## Tasks and exercises
1: In the essay about reader pushback, what did the reader who announced "serious factual errors" later concede about the offending claim?
2: Write the next part of the essay about reader pushback, starting right after its final sentence.

## Given text

It may well be the case that I’m misreading what’s happening. It may be the case that I’ve misread a key thread in the story I told that undercuts the rest. Or it may be the case that I’ve missed something entirely that alters the veracity of the argument made in the piece. I find myself to be wrong about things frequently, and update my thinking based on that new evidence.
I did the foolish thing and read basically all of it. (Easy to do when there are ten comments; masochism when there are 200.) Most of the pushback came in two flavors. The first: people who told me, with total confidence, exactly how the future goes. That I should “learn to love the bomb,” that it’s “fear porn,” that I’m “gobsmacking[ly]” unable to tell purpose from work, or that “you’re dead in less than 10 decades, better to roll the dice.” Every one of them certain about the future in the same breath they accused me of pretending to know it.
The second: finding one sentence, declaring it the keystone, and dancing once it’s pried loose. One reader announced I’d “made serious factual errors that undermine the credibility of the whole piece,” then a few replies later allowed that the offending claim was “not a load bearing pillar” and that I “could delete it and the rest of the essay would continue to stand.”

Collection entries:
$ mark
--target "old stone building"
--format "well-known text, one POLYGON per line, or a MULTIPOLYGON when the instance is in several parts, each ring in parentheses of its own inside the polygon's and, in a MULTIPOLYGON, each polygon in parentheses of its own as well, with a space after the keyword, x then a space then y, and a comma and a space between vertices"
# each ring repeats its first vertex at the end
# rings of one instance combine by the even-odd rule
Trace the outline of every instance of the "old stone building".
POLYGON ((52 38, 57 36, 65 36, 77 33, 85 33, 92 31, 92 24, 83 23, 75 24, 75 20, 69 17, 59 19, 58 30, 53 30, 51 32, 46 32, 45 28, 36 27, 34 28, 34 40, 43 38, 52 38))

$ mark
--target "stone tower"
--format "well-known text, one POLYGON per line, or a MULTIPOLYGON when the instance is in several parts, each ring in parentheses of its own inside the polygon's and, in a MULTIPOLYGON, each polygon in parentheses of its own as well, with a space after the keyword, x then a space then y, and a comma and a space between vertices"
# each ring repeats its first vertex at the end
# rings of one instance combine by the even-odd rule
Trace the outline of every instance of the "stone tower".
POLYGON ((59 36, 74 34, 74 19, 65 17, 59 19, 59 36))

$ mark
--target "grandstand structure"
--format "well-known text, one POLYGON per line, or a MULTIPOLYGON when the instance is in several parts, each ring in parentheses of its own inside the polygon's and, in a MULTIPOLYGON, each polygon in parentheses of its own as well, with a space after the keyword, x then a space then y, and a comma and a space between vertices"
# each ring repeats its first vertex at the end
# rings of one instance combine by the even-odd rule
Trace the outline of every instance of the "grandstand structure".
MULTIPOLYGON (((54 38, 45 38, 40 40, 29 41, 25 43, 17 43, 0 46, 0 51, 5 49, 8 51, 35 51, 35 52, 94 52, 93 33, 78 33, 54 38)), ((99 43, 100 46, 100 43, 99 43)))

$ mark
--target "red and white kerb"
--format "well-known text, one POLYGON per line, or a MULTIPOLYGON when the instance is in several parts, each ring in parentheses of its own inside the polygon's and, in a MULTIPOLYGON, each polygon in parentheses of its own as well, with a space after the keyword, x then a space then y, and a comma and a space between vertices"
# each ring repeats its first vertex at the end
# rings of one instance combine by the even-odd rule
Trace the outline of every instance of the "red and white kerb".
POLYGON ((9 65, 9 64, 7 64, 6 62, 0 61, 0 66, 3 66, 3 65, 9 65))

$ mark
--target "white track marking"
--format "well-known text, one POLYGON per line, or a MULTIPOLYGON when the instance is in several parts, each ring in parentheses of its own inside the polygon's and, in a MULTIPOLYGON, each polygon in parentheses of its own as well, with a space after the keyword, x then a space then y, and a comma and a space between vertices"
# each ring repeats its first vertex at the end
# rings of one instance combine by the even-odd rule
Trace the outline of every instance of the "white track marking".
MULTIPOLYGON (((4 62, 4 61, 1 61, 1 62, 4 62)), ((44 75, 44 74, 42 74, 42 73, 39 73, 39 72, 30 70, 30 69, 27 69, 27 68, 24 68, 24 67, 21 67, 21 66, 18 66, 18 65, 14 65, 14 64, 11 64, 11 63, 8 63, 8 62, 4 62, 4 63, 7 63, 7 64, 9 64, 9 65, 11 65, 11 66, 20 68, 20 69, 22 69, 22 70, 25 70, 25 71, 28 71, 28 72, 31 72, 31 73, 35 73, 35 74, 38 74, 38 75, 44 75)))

## Answers for the exercise
1: The reader conceded that the claim was "not a load bearing pillar" and that it could be deleted with the rest of the essay still standing.

2:
What I’ll say for the critics who actually argued, the Brian Villanuevas and the Ebenezers who pushed hard and in good faith: those exchanges were the best part of all this. They gave ground, got some back, and we both left smarter. That’s the conversation I wanted. I am more informed because of it.
With all that being said, The Dead Economy Theory is a little different from the normal course here. If you signed up to get a steady dose of AI talk, I’m afraid you might find what’s on offer wanting. You’ll find plenty of discussions about literature (and the novels that I’m writing), music, law, some reluctant political pieces, and reflections on parenting. I’ve separated out these topics into different sections within The Palimpsest, and you can choose which to subscribe to, if you don’t want to subscribe to all of them. Here are the sections:
Bitter Buffaloes—creative nonfiction and general cultural writing
The Venal Times—politics and law
On the Record—music
Sonder Union—my on-again-off-again podcast
are belong to us—the new AI section I’m standing up now
It’s easy to choose which verticals you want:
Go to substack.com/settings (or click your photo in the top right of any Substack page and choose Settings).
Under Subscriptions, click The Palimpsest.
Toggle each section on or off. A gray toggle means you won’t receive that one. Keep whatever you like, switch off the rest.
One heads-up: subscribing signs you up for every section by default, so if you only want a few, this is where you trim.
I really appreciate every one of you who’ve signed up for this ride. I won’t promise you will like everything I send you, but I will promise that I won’t send anything I wouldn’t want to receive.
Please feel free to reach out anytime.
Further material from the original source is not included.